● **Work to complete**
Can you retype the genetic counseling text below word for word, in full?

● **Document extract**
[Start of section]
Genetic Counseling

The Cancer Genetic Program at the North Shore-LIJ Cancer Institute offers genetic risk assessment to individuals who may be at risk for a hereditary cancer syndrome based on their personal and/or family history of cancer. The experts at the North Shore-LIJ Cancer Institute offer detailed assessments of inherited cancer risks, education and the opportunity for genetic testing when appropriate.

Patients concerned about their cancer risk meet with a healthcare professional specializing in cancer genetics for an in-depth discussion about their likelihood of carrying a hereditary predisposition to cancer, available tests, implications of test results for themselves and their family, early detection and prevention options and other relevant personal concerns.

Who may benefit from genetic counseling?

  • Patients whose cancer was diagnosed at a young age (before age 50)
  • Multiple relatives with the same cancer
  • Individuals with a rare cancer (e.g.: male breast cancer)
[End of section]
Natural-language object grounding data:
[Start of section]
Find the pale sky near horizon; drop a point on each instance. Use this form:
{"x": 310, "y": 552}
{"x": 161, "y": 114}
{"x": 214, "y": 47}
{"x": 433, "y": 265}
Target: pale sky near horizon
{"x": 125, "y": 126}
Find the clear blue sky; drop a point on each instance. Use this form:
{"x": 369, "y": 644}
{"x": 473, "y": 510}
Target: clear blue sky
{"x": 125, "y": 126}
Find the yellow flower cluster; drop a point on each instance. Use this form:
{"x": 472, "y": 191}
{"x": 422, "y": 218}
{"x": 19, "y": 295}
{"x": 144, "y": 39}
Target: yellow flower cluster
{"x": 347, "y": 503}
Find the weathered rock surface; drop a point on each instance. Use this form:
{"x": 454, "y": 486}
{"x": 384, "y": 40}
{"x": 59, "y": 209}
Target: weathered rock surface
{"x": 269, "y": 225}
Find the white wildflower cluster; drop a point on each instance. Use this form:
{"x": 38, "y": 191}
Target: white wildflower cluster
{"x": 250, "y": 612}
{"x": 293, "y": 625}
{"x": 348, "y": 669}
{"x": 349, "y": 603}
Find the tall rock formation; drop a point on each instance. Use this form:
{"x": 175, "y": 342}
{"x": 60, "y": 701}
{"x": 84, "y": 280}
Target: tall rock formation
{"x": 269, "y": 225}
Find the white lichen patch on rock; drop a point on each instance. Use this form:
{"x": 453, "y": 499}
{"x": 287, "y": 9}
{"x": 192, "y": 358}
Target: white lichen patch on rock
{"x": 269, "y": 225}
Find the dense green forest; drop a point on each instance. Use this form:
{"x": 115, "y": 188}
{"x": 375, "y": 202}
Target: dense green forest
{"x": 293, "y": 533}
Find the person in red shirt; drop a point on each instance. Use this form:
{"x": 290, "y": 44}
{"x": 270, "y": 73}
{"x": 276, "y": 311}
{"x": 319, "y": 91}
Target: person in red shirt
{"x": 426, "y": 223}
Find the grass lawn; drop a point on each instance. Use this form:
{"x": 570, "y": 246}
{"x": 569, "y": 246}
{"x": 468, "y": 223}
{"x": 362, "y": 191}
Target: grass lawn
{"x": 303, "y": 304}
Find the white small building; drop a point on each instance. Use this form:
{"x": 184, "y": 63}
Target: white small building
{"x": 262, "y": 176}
[End of section]
● **Task output**
Genetic Counseling

The Cancer Genetic Program at the North Shore-LIJ Cancer Institute offers genetic risk assessment to individuals who may be at risk for a hereditary cancer syndrome based on their personal and/or family history of cancer. The experts at the North Shore-LIJ Cancer Institute offer detailed assessments of inherited cancer risks, education and the opportunity for genetic testing when appropriate.

Patients concerned about their cancer risk meet with a healthcare professional specializing in cancer genetics for an in-depth discussion about their likelihood of carrying a hereditary predisposition to cancer, available tests, implications of test results for themselves and their family, early detection and prevention options and other relevant personal concerns.

Who may benefit from genetic counseling?

  • Patients whose cancer was diagnosed at a young age (before age 50)
  • Multiple relatives with the same cancer
  • Individuals with a rare cancer (e.g.: male breast cancer)